[Data items]

------------------------------------------------

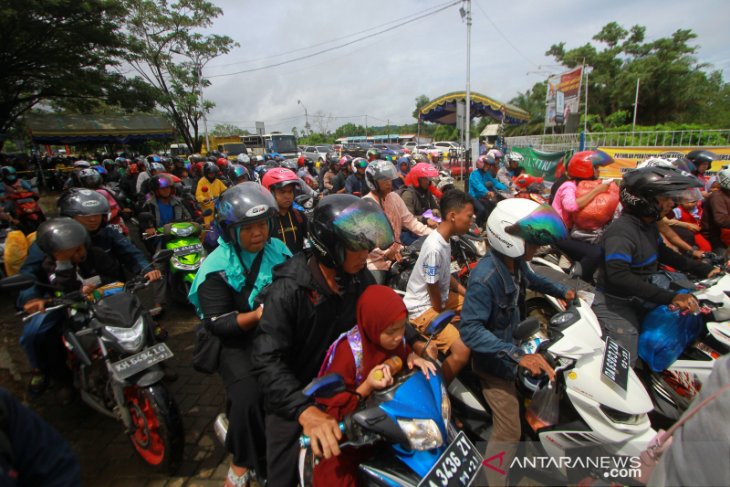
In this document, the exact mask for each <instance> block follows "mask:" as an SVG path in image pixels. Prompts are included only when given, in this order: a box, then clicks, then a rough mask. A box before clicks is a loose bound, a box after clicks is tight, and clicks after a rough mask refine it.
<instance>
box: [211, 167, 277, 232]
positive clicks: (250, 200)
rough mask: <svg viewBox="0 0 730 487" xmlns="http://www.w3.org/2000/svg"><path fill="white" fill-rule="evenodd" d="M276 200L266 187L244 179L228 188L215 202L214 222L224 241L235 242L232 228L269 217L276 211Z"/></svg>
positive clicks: (271, 215) (265, 218) (273, 215)
mask: <svg viewBox="0 0 730 487" xmlns="http://www.w3.org/2000/svg"><path fill="white" fill-rule="evenodd" d="M277 209H278V206H277V204H276V200H275V199H274V197H273V196H271V193H269V192H268V191H267V190H266V188H264V187H263V186H261V185H260V184H258V183H254V182H251V181H246V182H243V183H241V184H237V185H236V186H233V187H231V188H228V189H227V190H225V191H224V192H223V194H221V196H220V198H218V201H217V202H216V204H215V223H216V225H217V226H218V232H219V233H220V236H221V237H223V240H225V241H226V242H236V241H237V239H236V238H235V235H234V233H233V232H234V230H235V229H236V228H238V227H240V226H242V225H248V224H249V223H253V222H255V221H258V220H262V219H269V218H271V217H272V216H274V214H275V213H276V212H277Z"/></svg>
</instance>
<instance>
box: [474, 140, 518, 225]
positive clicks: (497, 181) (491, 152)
mask: <svg viewBox="0 0 730 487" xmlns="http://www.w3.org/2000/svg"><path fill="white" fill-rule="evenodd" d="M501 157H502V152H501V151H498V150H497V149H490V150H489V152H487V155H486V156H479V158H478V159H477V160H476V162H475V166H476V171H472V173H471V174H470V175H469V194H470V195H471V197H472V198H474V202H475V204H476V212H477V225H479V226H480V227H481V226H483V225H484V223H485V222H486V221H487V218H488V217H489V214H490V213H491V212H492V210H494V206H495V205H496V204H497V197H496V195H495V194H494V192H495V191H508V189H509V188H508V187H507V186H505V185H504V184H502V183H500V182H499V181H498V180H497V179H496V178H495V176H496V174H497V165H498V163H497V161H499V159H500V158H501Z"/></svg>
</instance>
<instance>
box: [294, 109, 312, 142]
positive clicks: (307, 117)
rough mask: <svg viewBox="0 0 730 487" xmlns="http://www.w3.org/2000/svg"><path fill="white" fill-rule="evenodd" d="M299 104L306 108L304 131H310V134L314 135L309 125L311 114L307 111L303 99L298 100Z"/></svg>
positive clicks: (304, 113)
mask: <svg viewBox="0 0 730 487" xmlns="http://www.w3.org/2000/svg"><path fill="white" fill-rule="evenodd" d="M297 104H299V105H301V106H302V108H304V131H305V132H309V135H312V129H311V128H310V127H309V114H308V113H307V107H305V106H304V103H302V100H297Z"/></svg>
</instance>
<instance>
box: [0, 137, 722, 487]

------------------------------------------------

§ **ACTION ITEM**: Rewrite the rows above with "coarse mask" swapped in for every "rough mask" and nothing else altered. Leave the pictures out.

§ **RESPONSE**:
In this document, the exact mask for each <instance> block follows "mask:" as an SVG path in image pixels. Prompts are included only when given, in this order: a box, then clicks, then a coarse mask. A box before clicks is a loose bound, a box after clicks is tight, and clicks after a coarse mask refine it.
<instance>
box: [211, 167, 277, 232]
positive clicks: (250, 200)
coarse mask: <svg viewBox="0 0 730 487" xmlns="http://www.w3.org/2000/svg"><path fill="white" fill-rule="evenodd" d="M276 200L266 187L244 179L228 188L215 202L214 222L224 241L235 242L232 228L269 217L276 211Z"/></svg>
positive clicks: (271, 215) (265, 218) (273, 215)
mask: <svg viewBox="0 0 730 487" xmlns="http://www.w3.org/2000/svg"><path fill="white" fill-rule="evenodd" d="M277 209H278V206H277V204H276V200H275V199H274V197H273V196H271V193H269V192H268V191H267V190H266V188H264V187H263V186H261V185H260V184H258V183H254V182H251V181H246V182H243V183H241V184H237V185H236V186H233V187H231V188H228V189H227V190H225V191H224V192H223V194H221V196H220V198H218V201H217V202H216V204H215V223H216V225H217V226H218V232H219V233H220V236H221V237H223V240H225V241H226V242H236V241H237V239H236V238H235V235H234V233H233V232H234V230H235V229H236V228H238V227H240V226H242V225H248V224H249V223H253V222H255V221H258V220H262V219H269V218H271V217H272V216H274V214H275V213H276V212H277Z"/></svg>
</instance>
<instance>
box: [474, 140, 518, 225]
positive clicks: (497, 181) (491, 152)
mask: <svg viewBox="0 0 730 487" xmlns="http://www.w3.org/2000/svg"><path fill="white" fill-rule="evenodd" d="M501 157H502V152H501V151H498V150H497V149H490V150H489V152H487V155H486V156H479V158H478V159H477V160H476V162H475V166H476V171H472V173H471V174H470V175H469V194H470V195H471V197H472V198H474V202H475V204H476V212H477V225H479V226H480V227H481V226H483V225H484V223H485V222H486V221H487V218H488V217H489V214H490V213H491V212H492V210H494V206H495V205H496V204H497V197H496V195H495V194H494V192H495V191H508V189H509V188H508V187H507V186H505V185H504V184H502V183H500V182H499V181H498V180H497V179H496V178H495V176H496V174H497V165H498V163H497V161H499V159H500V158H501Z"/></svg>
</instance>
<instance>
box: [294, 109, 312, 142]
positive clicks: (307, 117)
coarse mask: <svg viewBox="0 0 730 487" xmlns="http://www.w3.org/2000/svg"><path fill="white" fill-rule="evenodd" d="M299 104L306 108L304 131H310V134L314 135L309 125L311 114L307 111L303 99L298 100Z"/></svg>
positive clicks: (304, 113)
mask: <svg viewBox="0 0 730 487" xmlns="http://www.w3.org/2000/svg"><path fill="white" fill-rule="evenodd" d="M297 104H299V105H301V106H302V108H304V131H305V132H309V135H312V129H311V128H310V127H309V114H308V113H307V107H305V106H304V103H302V100H297Z"/></svg>
</instance>
<instance>
box: [0, 137, 722, 487]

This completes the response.